◆ TASK DATA
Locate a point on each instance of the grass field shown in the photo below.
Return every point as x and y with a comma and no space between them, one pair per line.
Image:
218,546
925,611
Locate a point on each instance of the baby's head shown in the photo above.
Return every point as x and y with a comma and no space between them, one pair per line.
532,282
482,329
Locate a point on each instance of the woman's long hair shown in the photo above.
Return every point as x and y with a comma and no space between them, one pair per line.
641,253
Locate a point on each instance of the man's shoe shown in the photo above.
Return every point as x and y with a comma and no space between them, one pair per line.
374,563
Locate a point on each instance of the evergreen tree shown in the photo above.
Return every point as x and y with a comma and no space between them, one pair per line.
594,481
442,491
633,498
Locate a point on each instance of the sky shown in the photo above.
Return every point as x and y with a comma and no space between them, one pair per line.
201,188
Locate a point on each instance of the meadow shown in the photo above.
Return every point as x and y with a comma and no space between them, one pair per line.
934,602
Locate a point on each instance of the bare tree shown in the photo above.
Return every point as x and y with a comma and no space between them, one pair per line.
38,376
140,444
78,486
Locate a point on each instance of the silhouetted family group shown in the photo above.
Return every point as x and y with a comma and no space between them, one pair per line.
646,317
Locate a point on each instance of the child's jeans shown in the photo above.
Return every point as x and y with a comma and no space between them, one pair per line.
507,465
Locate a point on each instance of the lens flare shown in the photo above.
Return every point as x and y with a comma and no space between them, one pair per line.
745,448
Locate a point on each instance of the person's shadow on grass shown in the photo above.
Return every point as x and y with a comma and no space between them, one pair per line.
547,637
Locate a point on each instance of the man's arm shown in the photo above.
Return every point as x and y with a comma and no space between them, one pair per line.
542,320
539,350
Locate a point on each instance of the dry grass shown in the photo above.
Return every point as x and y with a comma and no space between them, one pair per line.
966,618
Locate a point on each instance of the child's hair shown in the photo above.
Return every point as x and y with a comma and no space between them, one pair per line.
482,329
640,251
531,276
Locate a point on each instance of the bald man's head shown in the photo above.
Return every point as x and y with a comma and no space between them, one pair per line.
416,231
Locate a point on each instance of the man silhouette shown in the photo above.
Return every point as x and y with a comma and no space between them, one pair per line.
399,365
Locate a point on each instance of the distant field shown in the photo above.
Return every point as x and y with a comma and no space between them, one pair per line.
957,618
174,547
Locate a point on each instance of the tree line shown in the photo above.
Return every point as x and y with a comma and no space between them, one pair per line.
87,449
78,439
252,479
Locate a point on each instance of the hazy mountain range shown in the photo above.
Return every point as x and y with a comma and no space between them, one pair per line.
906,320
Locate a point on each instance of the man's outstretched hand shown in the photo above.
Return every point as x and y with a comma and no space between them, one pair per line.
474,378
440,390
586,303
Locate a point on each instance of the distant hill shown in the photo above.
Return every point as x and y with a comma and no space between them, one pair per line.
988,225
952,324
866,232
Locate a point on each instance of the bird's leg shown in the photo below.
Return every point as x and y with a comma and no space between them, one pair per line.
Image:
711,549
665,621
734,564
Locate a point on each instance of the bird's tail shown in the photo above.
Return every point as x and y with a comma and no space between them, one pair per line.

◆ TASK INSTRUCTIONS
Copy out, from the records above, every line that holds the string "field".

◆ SOLUTION
Locate a point on each instance of the grass field shown in the photo below.
Locate a point on each instance of the distant field shown in the photo above.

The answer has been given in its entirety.